(Extracted text)

Abass Dembélé is a colonel-major in the Malian Armed Forces and was the governor of Mopti Region from 2020 until 2025.

== Biography ==
Dembélé is the son of colonel Koké Dembélé, the former chancellor of the National Order of Mali. He was trained in France and the United States, studying counter-terrorism. In 2012, he held the rank of commander and led the 61st Infantry Regiment from Sévaré. During the 2012 Tuareg rebellion, Didier Dacko put Dembélé at the head of a group of volunteer commandos and a company of Malian special forces. These forces played a key role in Malian victory at the Battle of Konna, where Dembélé was injured but remained at the front.

Dembélé was responsible for the arrest and imprisonment of Amadou Sanogo, who led the 2012 Malian coup d'état, on November 27, 2013. Dembélé received the National Order of Mali in February 2014. In late 2015, he graduated from the Ecole de Guerre in France. In 2016, he was promoted to the Koulikoro Military School of Administration, and then appointed commander of Tombouctou Region in 2017. He served in Timbuktu until 2019.

(End Extracted text)

Task list:
• 1. In the passage on Abass Dembélé, who put him at the head of a group of volunteer commandos and a company of Malian special forces?
• 2. Carry on the passage on Abass Dembélé from its last sentence.
You can ignore the rows; nothing here depends on them.

(Entries provided)

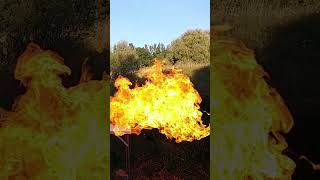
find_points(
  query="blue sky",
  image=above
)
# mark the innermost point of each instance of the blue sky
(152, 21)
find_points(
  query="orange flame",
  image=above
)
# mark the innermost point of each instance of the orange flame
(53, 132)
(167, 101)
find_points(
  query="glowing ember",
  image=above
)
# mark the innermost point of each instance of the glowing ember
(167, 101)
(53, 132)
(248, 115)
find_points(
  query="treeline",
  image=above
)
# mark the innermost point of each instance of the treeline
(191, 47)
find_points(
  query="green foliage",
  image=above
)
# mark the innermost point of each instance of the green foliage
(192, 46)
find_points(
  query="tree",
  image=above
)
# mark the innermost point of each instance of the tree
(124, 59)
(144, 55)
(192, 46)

(End Entries provided)
(Entries provided)

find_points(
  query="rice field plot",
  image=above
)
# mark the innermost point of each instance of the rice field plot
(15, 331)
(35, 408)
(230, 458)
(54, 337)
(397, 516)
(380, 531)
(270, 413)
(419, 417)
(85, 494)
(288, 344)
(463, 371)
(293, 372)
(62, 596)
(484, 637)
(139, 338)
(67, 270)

(End Entries provided)
(Entries provided)

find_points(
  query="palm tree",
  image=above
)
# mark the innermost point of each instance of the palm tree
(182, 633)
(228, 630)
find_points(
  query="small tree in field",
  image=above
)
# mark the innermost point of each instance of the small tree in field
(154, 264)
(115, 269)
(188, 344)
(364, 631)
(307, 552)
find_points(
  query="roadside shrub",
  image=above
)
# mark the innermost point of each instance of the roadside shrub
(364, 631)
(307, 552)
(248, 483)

(End Entries provided)

Answers to the exercises:
• 1. Didier Dacko.

• 2.
In January 2020, Dembélé joined the team of the High Representative of the Head of State of Mali, supervised by Dioncounda Traoré. In December 2020, he was appointed governor of Mopti Region. He was forced to flee the region after massive protests broke out against his administration in June 2022. Dembélé was present at the ceremony marking the end of MINUSMA in Mopti Region.

During August 2025, he was arrested after being accused of planning a coup d'etat against the Malian government.